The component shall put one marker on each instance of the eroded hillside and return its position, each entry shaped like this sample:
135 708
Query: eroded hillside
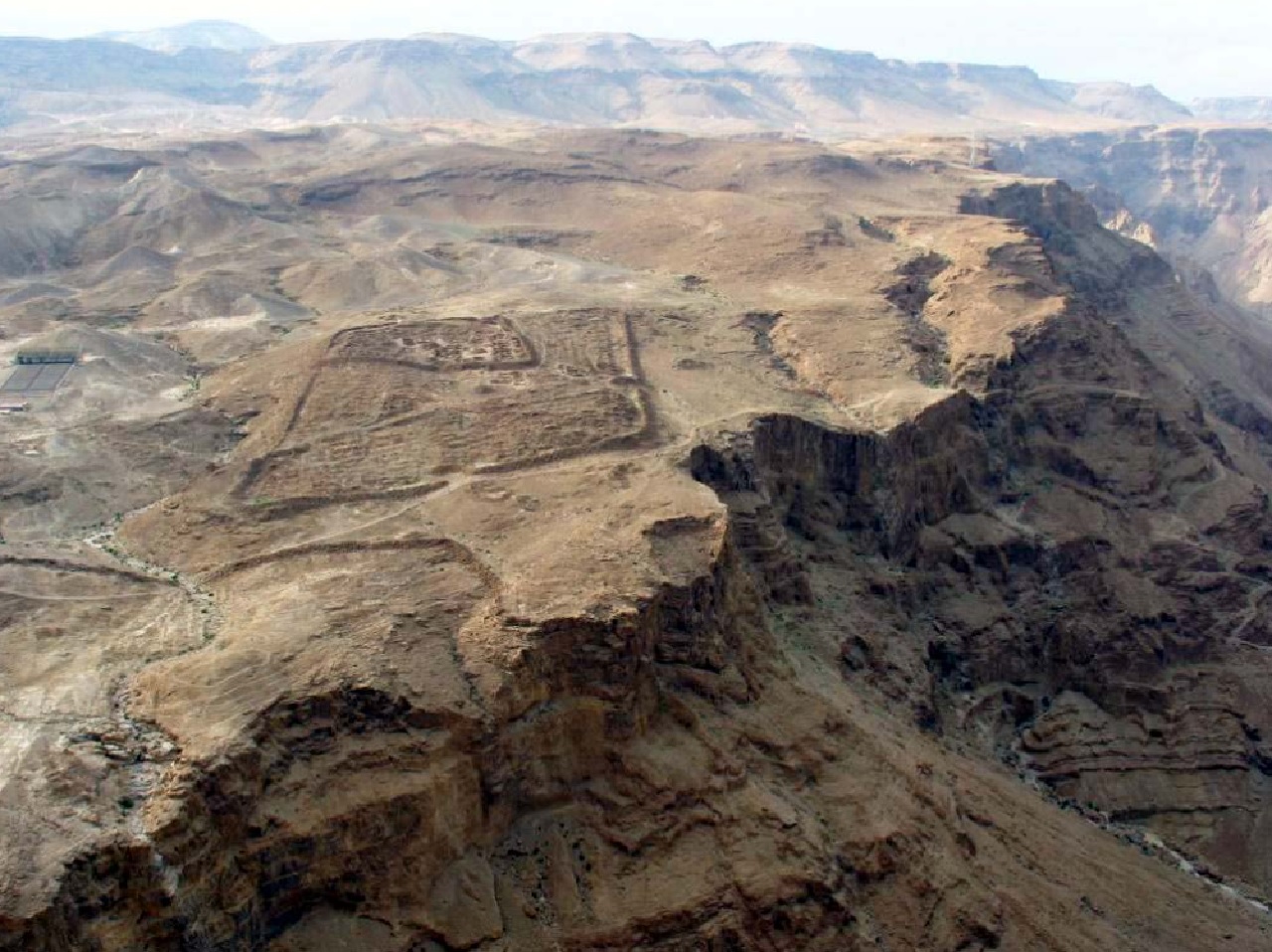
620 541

####

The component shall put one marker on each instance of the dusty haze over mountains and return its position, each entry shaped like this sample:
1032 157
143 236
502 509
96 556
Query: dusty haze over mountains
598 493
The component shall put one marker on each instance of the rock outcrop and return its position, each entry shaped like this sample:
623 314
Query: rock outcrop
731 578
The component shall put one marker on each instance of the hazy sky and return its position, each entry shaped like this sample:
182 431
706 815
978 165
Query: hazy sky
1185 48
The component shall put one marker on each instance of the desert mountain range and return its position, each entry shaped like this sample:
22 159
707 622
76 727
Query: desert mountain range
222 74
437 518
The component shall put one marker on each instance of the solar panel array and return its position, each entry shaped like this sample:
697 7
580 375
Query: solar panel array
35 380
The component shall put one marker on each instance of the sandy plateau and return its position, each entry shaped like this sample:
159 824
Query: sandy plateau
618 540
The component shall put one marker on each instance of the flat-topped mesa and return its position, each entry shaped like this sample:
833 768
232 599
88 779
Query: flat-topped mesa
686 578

####

• _What you should do_
From the data above, pull out each line that contains the word "over". Count a line only if its letters match that word's case.

• _Exercise output_
The component shall put one marker on each instance of the dusty haze over mountains and return its position, each entry shaped like this sample:
Query: dusty haze over mountains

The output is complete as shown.